◆ EXTRAIT FOURNI ◆
· · · ·

Au moment de quitter Poitiers, Charles VII vit arriver Bertrandon de la Broquière, porteur d'une lettre du duc de Bourgogne[43]. Le duc suivait d'un œil attentif les événements ; il s'était mis en relation avec le Roi et avec le Dauphin[44] ; son intervention avait pour but de pacifier la querelle : Bertrandon devait, d'une part, solliciter le Roi de pardonner aux princes, et, d'autre part, exhorter ceux-ci à rentrer dans le devoir. Cette ouverture fut favorablement accueillie : l'envoyé du duc de Bourgogne fut autorisé à se rendre près des princes[45].

Le Roi le suivit de près, à la tète de son armée : sans dégarnir ses frontières, sans avoir demandé aucun secours, il avait sous ses ordres huit cents hommes d'armes et deux mille hommes de trait. Il reçut sur son chemin la soumission du comte de Dunois, un moment compromis dans la révolte[46] ; s'avançant vers le Bourbonnais, il était à Guéret le 2 mai. Il y donna des lettres patentes portant défense d'obéir aux princes révoltés, ordre de publier à son de trompe que nul ne leur prêtât assistance sous peine d'être tenu pour rebelle, enfin convocation à tous nobles et autres portant les armes de se tenir prêts à venir le joindre au premier signal[47]. Puis il entra en campagne ; et délogea successivement les rebelles de Chambon, Évaux, Ébreuil, Aigueperse[48], Charrons, Escurolles, de vingt-cinq autres forteresses[49]. Déconcertés par, cette marche rapide, les princes chargèrent le comte d'Eu, qui se trouvait là comme par hasard[50], et Bertrandon de la Broquière, l'envoyé du duc de Bourgogne, de faire en leur nom des offres de soumission. Le Roi reçut cette ouverture au cours de sa marche triomphale : Sans interrompre les opérations, il répondit au comte d'Eu et à Bertrandon qu'il n'entendrait à aucune proposition avant que le sire. de Gaucourt, fait prisonnier par les rebelles en se rendant dans son gouvernement du Dauphiné[51], n'ait été mis en liberté. Au moment d'assiéger Saint-Pourcain, il vit revenir les deux négociateurs, en compagnie de Gaucourt. Les princes se déclaraient prêts à obéir au Roi et sollicitaient l'autorisation de venir, en un lieu qu'il désignerait, conférer avec le connétable et le comte de la Marche, afin de se remettre, ainsi que le Dauphin, en la bonne grâce royale[52].

· · · ·

Entrées d'un jeu de données d'annotation par points:

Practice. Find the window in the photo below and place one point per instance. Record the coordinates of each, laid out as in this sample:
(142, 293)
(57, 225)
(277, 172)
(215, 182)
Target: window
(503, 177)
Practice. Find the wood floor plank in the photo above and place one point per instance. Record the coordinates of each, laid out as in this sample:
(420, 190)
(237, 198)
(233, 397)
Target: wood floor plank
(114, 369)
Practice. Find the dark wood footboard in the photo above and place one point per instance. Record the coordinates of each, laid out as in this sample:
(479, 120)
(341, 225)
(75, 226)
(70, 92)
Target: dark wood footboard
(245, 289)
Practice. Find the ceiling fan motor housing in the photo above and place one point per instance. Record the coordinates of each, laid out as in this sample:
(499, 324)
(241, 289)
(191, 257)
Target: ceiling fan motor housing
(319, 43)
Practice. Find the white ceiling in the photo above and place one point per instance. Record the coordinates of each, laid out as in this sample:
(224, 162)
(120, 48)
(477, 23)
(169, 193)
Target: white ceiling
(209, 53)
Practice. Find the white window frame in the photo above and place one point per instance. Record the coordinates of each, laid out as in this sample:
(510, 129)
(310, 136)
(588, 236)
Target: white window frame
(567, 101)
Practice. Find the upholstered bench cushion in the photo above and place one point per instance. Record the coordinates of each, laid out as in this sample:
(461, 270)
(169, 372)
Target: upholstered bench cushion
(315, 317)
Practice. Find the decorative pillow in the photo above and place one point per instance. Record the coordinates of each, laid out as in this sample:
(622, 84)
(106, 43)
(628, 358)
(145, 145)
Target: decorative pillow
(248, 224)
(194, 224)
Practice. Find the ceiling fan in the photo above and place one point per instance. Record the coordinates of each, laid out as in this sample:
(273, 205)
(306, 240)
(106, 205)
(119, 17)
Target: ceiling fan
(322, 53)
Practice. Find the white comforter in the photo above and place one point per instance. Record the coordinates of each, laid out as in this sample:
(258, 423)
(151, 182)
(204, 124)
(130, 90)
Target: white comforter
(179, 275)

· · · ·

◆ TÂCHE DONNÉE 1 ◆
Énumérez les localités, nommées dans l'extrait sur la campagne de Charles VII, dont le Roi délogea successivement les rebelles.
◆ TÂCHE DONNÉE 2 ◆
Rédigez la suite de l'extrait sur la campagne de Charles VII contre les princes révoltés, à partir de sa dernière phrase.

◆ RÉPONSE ATTENDUE 1 ◆
Chambon, Évaux, Ébreuil, Aigueperse, Charrons, Escurolles

◆ RÉPONSE ATTENDUE 2 ◆
Le Roi désigna le couvent des Cordeliers, à peu de distance de Montferrant : Après avoir mis garnison dans les places reconquises, il se rendit à Clermont. Les conférences se tinrent, d'abord au couvent des Cordeliers, puis aux Jacobins, hors les murs de Clermont, en présence des ducs de Bourbon et d'Alençon ; elles se prolongèrent pendant plusieurs jours.

Aux doléances présentées par les princes, le Roi opposa un long mémoire, où était résumée, de la façon la plus précise, la conduite du duc de Bourbon, soit avant, soit après la prise d'armes, et qui contenait l'énumération de tous les crimes, deshonneurs et déplaisirs dont s'étaient rendus coupables ce prince et ses complices. Puis, de part et d'autre, des propositions furent formulées.

Le Roi demandait aux princes : 1° de se soumettre et de reconnaître pleinement son autorité, en déposant les armes et en congédiant tous leurs gens de guerre ; 2° de remettre entre ses mains le Dauphin et de cesser de l'encourager dans sa révolte ; 3° de livrer tous ceux qui avaient été les instigateurs de la rébellion, savoir le sire de la Trémoille, les seigneurs de Chaumont, de Montejean et de Prie, Jacques de Chabannes, et tous les capitaines qui avaient violé leur serment afin que le Roi en fit justice, ou tout au moins, s'ils ne consentaient pas à les livrer, de les mettre hors de leur compagnie ; 4° de délivrer les prisonniers faits par eux au mépris de l'autorité royale ; 5° de restituer toutes les places dont ils s'étaient emparés, et aussi celles qu'ils détenaient indûment ; 60 de livrer en garantie au Roi telles places, terres et seigneuries qu'il lui plairait de désigner[53].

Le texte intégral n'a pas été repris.